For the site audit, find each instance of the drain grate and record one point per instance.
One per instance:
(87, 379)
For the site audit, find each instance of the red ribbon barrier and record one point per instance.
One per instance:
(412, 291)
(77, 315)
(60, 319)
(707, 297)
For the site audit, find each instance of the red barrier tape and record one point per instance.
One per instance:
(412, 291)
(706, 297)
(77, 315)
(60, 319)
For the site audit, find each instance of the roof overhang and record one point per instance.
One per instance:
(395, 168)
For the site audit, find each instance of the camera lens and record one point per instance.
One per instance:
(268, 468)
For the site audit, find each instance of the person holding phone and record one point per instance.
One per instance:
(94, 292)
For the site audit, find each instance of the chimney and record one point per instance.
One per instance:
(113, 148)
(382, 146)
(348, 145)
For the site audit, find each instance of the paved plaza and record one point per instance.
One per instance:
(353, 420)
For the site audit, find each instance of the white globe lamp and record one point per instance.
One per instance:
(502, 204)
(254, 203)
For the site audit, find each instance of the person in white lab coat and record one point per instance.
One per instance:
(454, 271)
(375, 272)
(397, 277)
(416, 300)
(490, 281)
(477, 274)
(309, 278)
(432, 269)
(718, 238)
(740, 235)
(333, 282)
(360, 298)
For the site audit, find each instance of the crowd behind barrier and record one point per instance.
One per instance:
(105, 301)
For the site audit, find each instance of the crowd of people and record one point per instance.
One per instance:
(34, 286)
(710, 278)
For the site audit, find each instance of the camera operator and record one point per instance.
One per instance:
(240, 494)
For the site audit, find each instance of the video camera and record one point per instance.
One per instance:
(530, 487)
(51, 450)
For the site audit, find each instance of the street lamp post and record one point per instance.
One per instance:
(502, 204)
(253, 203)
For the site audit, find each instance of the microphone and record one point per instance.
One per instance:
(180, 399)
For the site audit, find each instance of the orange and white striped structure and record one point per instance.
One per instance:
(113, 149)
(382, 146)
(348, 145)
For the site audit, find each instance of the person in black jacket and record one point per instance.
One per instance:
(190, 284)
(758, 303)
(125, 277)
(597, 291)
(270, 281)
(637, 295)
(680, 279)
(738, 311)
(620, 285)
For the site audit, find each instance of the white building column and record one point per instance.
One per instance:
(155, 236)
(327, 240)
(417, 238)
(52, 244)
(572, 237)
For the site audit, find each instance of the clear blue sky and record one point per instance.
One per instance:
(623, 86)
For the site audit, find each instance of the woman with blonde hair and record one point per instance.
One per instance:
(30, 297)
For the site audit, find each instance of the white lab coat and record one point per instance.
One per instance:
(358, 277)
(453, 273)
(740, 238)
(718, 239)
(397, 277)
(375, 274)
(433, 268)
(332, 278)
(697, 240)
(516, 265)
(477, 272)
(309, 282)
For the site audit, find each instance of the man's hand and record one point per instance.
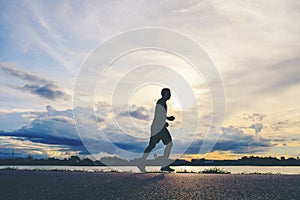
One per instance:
(171, 118)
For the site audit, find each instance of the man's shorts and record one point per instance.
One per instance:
(163, 135)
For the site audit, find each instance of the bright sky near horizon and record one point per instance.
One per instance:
(254, 45)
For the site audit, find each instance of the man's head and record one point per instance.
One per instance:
(166, 93)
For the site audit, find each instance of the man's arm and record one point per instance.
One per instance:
(171, 118)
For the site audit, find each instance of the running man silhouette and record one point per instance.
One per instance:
(159, 132)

**Work order:** Each entry gets copied exactly; the pictures stay out.

**Output of the task:**
For the site audit, find each instance of the drain grate and record one point per instance.
One per instance:
(87, 379)
For the site audit, find each instance of the red ribbon barrier and record one point per instance.
One per instance:
(412, 291)
(77, 315)
(60, 319)
(707, 297)
For the site audit, find each instance of the red barrier tape and record one point per instance.
One per instance:
(412, 291)
(706, 297)
(77, 315)
(60, 319)
For the site audit, find each instance of the roof overhang and record one point per instance.
One per instance:
(395, 168)
For the site audit, find each instance of the camera lens and record one point per instance.
One per instance:
(268, 468)
For the site audit, find each instance of the person holding phone and record one point per instance.
One per instance:
(94, 292)
For the site audit, find each instance of the chimney and record one point per instance.
One per instance:
(113, 148)
(382, 146)
(348, 145)
For the site audit, find each instance of the paved plaza and record one point per instance.
One per instance:
(353, 420)
For the site audit, find each instance of the white globe lamp and record one point per instance.
One per instance:
(502, 204)
(254, 203)
For the site audit, find each instance of the person in white lab coat and record one point per instance.
One per instance:
(454, 271)
(375, 272)
(397, 277)
(416, 300)
(490, 281)
(477, 274)
(309, 278)
(432, 269)
(718, 238)
(740, 235)
(333, 282)
(360, 298)
For the site audit, find each instance of the crowd behind barrier and record one point per instance.
One per instance:
(105, 301)
For the site audit, find each instance of the crowd of people and record one point per instance.
One per instance:
(34, 286)
(710, 278)
For the site audit, find each instance of the camera operator and record one point per instance.
One per instance:
(240, 494)
For the site audit, find each instance of the video camera and record one point per instance.
One per instance:
(530, 487)
(51, 450)
For the site audit, find each instance of the street lamp post and record one point per instance.
One per instance:
(502, 204)
(253, 203)
For the site audit, find each instance of the microphone and record one point per instance.
One per instance:
(180, 399)
For the site audit, find each instance of the orange and white striped structure and record one point per instance.
One per instance:
(113, 149)
(382, 146)
(348, 145)
For the site audit, find each instance of the person in black jacket and record one point per instance.
One per instance:
(190, 284)
(758, 303)
(125, 277)
(597, 291)
(270, 281)
(637, 295)
(680, 279)
(738, 311)
(620, 285)
For the site audit, find each instance of the white building column and record one point per instance.
One per instance:
(155, 236)
(327, 240)
(417, 238)
(52, 244)
(572, 237)
For the site audit, find each instance of the clear blue sky and record one point per instance.
One per instance:
(623, 86)
For the site audit, find each instance of the woman with blonde hair and record one point per instance.
One per instance:
(30, 297)
For the site audit, find each instance of the white lab coat and record one point per instance.
One per instance:
(358, 277)
(453, 273)
(740, 238)
(718, 239)
(397, 277)
(375, 274)
(433, 268)
(332, 278)
(697, 240)
(516, 265)
(477, 272)
(309, 282)
For the site audit, find each instance of the man's hand and record one point per instance.
One per instance:
(171, 118)
For the site audit, find each instance of the man's shorts and record one point per instance.
One per instance:
(163, 135)
For the site audit, find each instance of the bright sky near horizon and record one point per instance.
One per instance:
(254, 45)
For the site audit, find each instance of the man's head and record one point per instance.
One per instance:
(166, 93)
For the site audit, find each instance of the man's arm and record one point per instance.
One per instance:
(171, 118)
For the site audit, find each instance of the running man silhouette and record one point per instance.
One per instance:
(159, 132)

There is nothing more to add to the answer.